_Records provided_
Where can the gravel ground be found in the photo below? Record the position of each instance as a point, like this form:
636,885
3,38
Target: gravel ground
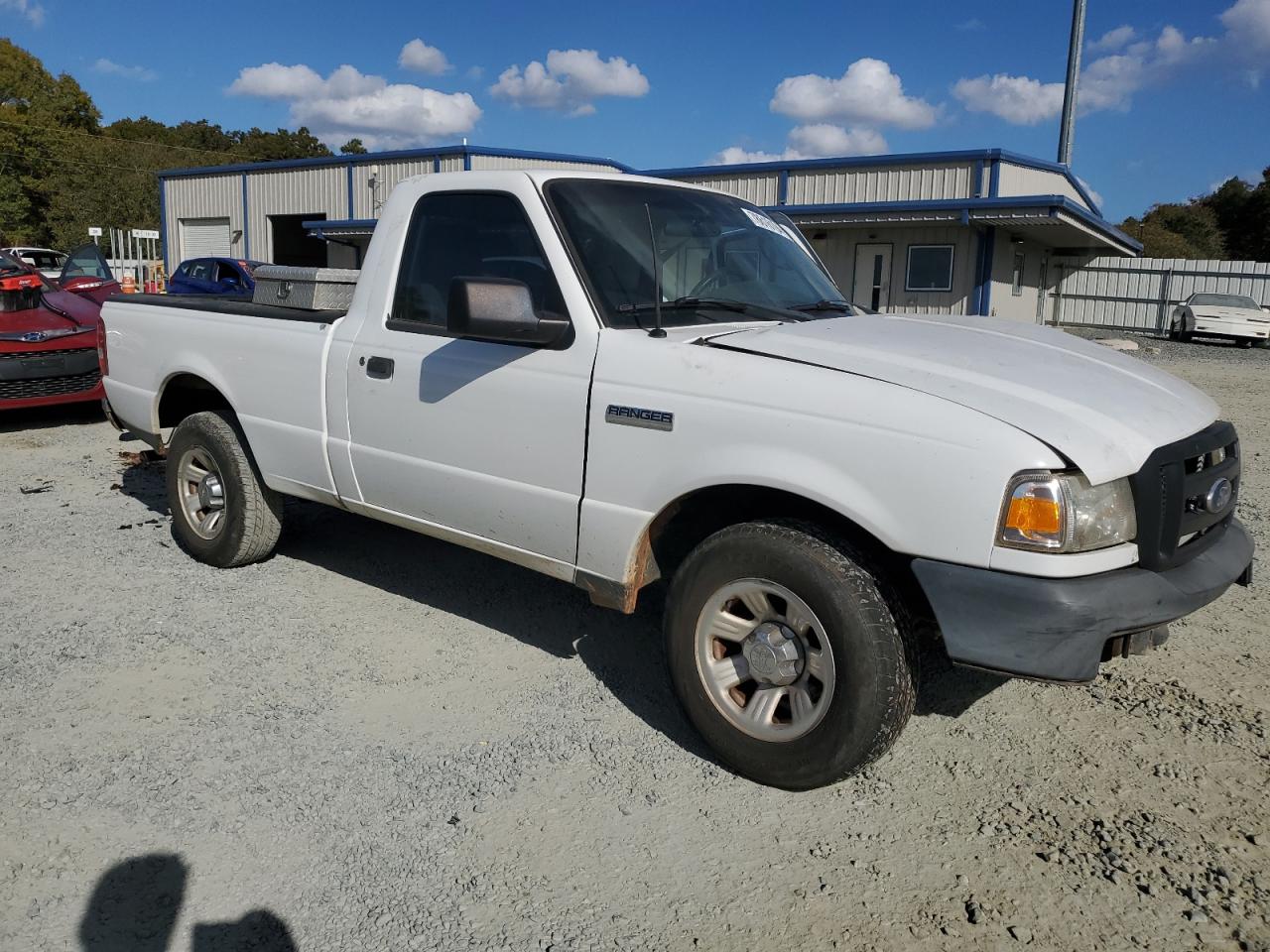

...

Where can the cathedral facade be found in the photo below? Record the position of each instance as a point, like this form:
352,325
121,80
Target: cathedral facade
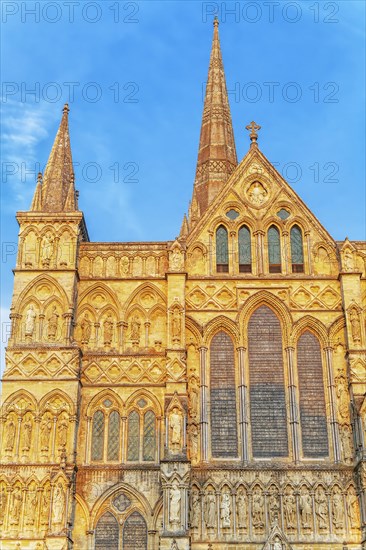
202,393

_Problem description_
Search the data for the string "point". List each line that has it.

_Result for this task_
Where can the gravel ground be found in the photo below? Record the position of each instance as a point, like this form:
Where can the cathedral facade be found in the photo below? Record the position of each instance as a point, like this form:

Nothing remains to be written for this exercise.